Продолжите приведенный ниже текст об иноческих добродетелях по Глинскому патерику, начав сразу после его последнего предложения.

Отрывок.
►

Один из важнейших обетов инока – нестяжание. Нарушение этого обета равно отрицанию самого монашества. Потому в Глинском патерике говорится и о сем.
О монахе Димитрии (†1891) Патерик свидетельствует, что сей инок явил пример «иноческого нестяжания» – не имел даже запасной пары белья – «когда стирал своё белье, то оставался в одном подряснике» (403).
Монах Александр (†1869) за свою бескорыстность, за безразличие ко всем материальным благам получил даже название Нестяжатель. «В келлии отец Александр продолжал быть внимательным к себе: любил читать книги, говорил всё Божественное, о телесном ни слова, точно Ангел во плоти. Так говорил про него один почтенный глинский старец, лично его знавший» (315).
А иеромонах Паисий (†1641) именуется в Патерике «духовным старцем», «неукоризненной жизни и бескорыстного служения» (143).
Весьма важно в иноческом житии послушание и потому «главнейшим предметом забот» схиигумена Антония (†1946) «было водворение» этой добродетели среди братии (594). Старец учил, «что жизнь инока должна протекать в молитве церковной и келейной, безусловном послушании и посте, нестяжании и девстве. Сам он во всём подавал пример своей подлинно аскетической жизнью» (593).
Не последнее место в иноческом служении отводится и трудолюбию.
Монах Феодот (†1859) хорошо знал, что злая сила особенно успешно действует на человека, «когда он находится в праздности и бездействии» и потому сам «постоянно пребывал в трудах и молитвенных подвигах» (181).
Апостол Алтая архимандрит Макарий (†1847) «с полным самопожертвованием провёл 14 лет (1830–1844) в великих трудах апостольского служения, как светильник сиял словами истины, примером строгого благочестия, чистоты, многообразными делами милосердия, мудростью духовной, истинной любовью к ближним и к погибающим... и прочими добродетелями» (153).

◄

Данные для анализа.

►

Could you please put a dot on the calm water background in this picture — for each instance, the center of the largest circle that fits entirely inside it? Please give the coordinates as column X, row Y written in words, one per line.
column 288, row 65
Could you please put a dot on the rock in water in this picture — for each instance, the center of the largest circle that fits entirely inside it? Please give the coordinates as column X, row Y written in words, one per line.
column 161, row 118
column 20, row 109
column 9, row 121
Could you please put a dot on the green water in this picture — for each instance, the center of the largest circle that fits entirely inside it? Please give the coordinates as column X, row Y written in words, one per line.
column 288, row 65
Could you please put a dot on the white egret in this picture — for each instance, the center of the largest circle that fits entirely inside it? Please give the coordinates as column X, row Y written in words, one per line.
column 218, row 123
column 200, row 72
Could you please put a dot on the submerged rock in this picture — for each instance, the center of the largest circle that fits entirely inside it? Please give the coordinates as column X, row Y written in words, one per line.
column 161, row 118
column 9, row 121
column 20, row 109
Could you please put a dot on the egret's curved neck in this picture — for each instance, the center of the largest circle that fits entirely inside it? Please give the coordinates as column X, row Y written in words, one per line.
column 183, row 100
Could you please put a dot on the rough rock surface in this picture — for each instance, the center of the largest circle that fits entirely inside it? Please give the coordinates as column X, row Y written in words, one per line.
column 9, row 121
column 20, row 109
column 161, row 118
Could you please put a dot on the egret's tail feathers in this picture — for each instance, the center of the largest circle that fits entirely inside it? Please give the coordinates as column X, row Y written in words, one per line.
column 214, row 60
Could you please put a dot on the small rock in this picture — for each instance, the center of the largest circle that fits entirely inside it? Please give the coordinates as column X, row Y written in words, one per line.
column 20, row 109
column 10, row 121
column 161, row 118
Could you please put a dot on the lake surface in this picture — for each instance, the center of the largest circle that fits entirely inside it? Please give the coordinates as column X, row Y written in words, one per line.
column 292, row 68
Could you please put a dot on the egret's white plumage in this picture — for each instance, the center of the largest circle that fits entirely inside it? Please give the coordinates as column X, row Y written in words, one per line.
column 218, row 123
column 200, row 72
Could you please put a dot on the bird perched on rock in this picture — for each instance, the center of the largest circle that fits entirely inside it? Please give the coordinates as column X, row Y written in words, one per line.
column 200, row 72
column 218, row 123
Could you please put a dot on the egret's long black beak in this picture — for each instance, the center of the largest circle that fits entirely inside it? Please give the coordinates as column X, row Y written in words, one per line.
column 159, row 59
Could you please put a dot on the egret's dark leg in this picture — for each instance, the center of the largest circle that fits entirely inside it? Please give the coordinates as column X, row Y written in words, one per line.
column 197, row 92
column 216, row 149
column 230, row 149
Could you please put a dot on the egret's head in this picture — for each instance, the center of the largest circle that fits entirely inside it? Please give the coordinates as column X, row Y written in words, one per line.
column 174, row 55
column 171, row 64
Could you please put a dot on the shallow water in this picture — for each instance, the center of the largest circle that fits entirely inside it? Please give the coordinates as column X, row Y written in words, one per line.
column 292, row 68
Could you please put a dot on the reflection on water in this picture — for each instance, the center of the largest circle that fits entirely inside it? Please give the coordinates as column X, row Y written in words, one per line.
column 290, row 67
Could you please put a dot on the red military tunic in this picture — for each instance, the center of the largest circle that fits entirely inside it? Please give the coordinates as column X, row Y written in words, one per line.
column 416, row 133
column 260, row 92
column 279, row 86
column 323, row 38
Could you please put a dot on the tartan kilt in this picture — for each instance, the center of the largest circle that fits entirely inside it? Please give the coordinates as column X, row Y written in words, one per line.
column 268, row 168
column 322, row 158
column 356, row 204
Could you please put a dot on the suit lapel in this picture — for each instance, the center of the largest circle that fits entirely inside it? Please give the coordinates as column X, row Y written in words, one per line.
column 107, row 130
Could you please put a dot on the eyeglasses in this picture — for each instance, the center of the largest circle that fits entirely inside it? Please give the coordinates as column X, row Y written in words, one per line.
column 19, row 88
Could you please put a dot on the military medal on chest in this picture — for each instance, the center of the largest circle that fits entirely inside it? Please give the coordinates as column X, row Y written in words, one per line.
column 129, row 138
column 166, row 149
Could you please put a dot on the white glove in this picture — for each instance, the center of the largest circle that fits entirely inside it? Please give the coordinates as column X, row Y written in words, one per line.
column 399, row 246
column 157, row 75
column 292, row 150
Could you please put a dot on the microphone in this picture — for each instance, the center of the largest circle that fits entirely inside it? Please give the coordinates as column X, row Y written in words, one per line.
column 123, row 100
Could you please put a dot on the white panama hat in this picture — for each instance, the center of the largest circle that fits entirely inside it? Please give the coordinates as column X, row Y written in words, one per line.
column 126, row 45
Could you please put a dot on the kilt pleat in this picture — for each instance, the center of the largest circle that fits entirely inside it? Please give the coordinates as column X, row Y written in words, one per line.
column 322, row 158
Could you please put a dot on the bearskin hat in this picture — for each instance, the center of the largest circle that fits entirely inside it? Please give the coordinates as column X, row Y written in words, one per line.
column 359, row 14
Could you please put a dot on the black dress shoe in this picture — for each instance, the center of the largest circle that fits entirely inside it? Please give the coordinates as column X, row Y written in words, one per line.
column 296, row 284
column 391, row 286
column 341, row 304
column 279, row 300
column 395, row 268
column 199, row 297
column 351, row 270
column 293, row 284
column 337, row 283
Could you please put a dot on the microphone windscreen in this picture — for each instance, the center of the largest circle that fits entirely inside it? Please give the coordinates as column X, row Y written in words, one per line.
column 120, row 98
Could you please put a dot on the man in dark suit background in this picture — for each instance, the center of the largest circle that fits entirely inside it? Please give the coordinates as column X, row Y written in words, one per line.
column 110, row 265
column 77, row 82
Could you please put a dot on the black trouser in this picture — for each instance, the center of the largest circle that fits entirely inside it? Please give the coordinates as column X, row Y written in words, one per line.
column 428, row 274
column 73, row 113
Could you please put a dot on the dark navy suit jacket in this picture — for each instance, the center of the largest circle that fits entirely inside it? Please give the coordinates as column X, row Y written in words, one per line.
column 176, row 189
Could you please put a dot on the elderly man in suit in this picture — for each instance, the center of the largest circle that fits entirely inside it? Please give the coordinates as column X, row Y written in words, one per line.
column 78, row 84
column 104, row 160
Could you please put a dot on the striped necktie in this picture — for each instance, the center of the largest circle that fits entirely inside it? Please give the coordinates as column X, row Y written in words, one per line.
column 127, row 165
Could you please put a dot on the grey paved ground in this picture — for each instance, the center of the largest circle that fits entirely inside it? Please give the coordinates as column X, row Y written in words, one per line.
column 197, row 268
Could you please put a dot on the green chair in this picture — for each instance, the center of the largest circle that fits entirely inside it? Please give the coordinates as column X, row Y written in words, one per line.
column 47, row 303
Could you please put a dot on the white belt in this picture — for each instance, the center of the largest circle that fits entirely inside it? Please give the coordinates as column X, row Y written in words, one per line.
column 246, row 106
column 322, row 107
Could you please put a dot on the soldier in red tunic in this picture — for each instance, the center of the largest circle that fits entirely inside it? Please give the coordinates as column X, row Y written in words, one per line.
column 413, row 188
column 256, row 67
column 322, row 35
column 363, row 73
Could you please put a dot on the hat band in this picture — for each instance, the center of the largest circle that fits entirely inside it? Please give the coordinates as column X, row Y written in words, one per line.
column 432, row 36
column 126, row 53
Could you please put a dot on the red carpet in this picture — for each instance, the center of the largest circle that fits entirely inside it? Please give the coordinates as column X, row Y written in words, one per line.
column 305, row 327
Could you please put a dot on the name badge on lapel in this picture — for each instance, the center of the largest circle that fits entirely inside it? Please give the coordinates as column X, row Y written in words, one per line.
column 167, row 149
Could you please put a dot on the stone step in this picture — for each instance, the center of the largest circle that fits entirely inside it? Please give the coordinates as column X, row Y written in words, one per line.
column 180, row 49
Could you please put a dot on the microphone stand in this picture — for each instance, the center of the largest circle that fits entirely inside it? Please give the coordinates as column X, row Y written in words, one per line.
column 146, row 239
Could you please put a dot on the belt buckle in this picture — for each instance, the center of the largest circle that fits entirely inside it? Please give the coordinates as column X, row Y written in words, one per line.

◄

Ваш ответ.
Итог всему сказанному о примерах духовной жизни можно подвести словами настоятеля Глинской пустыни игумена Ювеналия (впоследствии архиепископ, †1904), обращенными к настоятелю другой, не менее известной, Оптиной пустыни: «Братии у нас довольно, 163 человека и много из них весьма способных, все, по милости Божией, в подвиге духовном, есть очень преуспевшие» (215).
Поистине, житие глинских иноков было непрерывным служением Богу, или, как говорит великий учитель Востока и Запада преподобный Иоанн Кассиан Римлянин, «непрерывным постоянством молитвы» (Преподоб. Иоанн Кассиан. Писания... Свято-Троицкая Сергиева Лавра, 1993. С. 323). Они прежде всего искали Царства Божия и правды его. И им – этим дивным мужам открывались «великие и страшные тайны» небесного мира (191).
К этим земным ангелам и небесным человекам потянулись тысячи внимательных ко спасению, их уважали, почитали, просили их святых молитв и духовных советов. Их любили при жизни и помнили после кончины, стараясь подражать им.
***
Перелистывая страницу за страницей Глинский патерик и знакомясь с подвигами великих мужей, невольно сопоставляешь их жития с нашей суетой и видишь разительное несходство. Но эта разница не должна приводить к выводу, что для человека нашего времени невозможно исполнить то, что для тружеников святой пустыни было почти обычным. Должно помнить, что и они были поначалу такими же людьми, как и мы, а если стали иными, то потому, что помнили о земном призвании человека и со всем усердием старались исполнить всё, повеленное ему (Лк.17:10). Господь же, видя их труды, послал им Свое благословение и необходимую благодатную помощь. Если эта мысль глубоко войдёт в наше сознание, она непременно снимет с нас страх о нашей отдалённости от жизни святых и подвигнет нас смело идти вслед за ними, тем более что путь указан и проторен. А великие подвижники, взирая с Неба на нашу ревность, и порадуются за нас, и станут перед Престолом Божиим на молитву, чтобы нам поспешествовать.
«И в наши дни Бог воздвигает
Добра подвижников средь нас,
Чрез коих нам напоминает,
Что светоч веры не угас» (433).
* * *
О старце Иннокентии, †1888. – С. 238.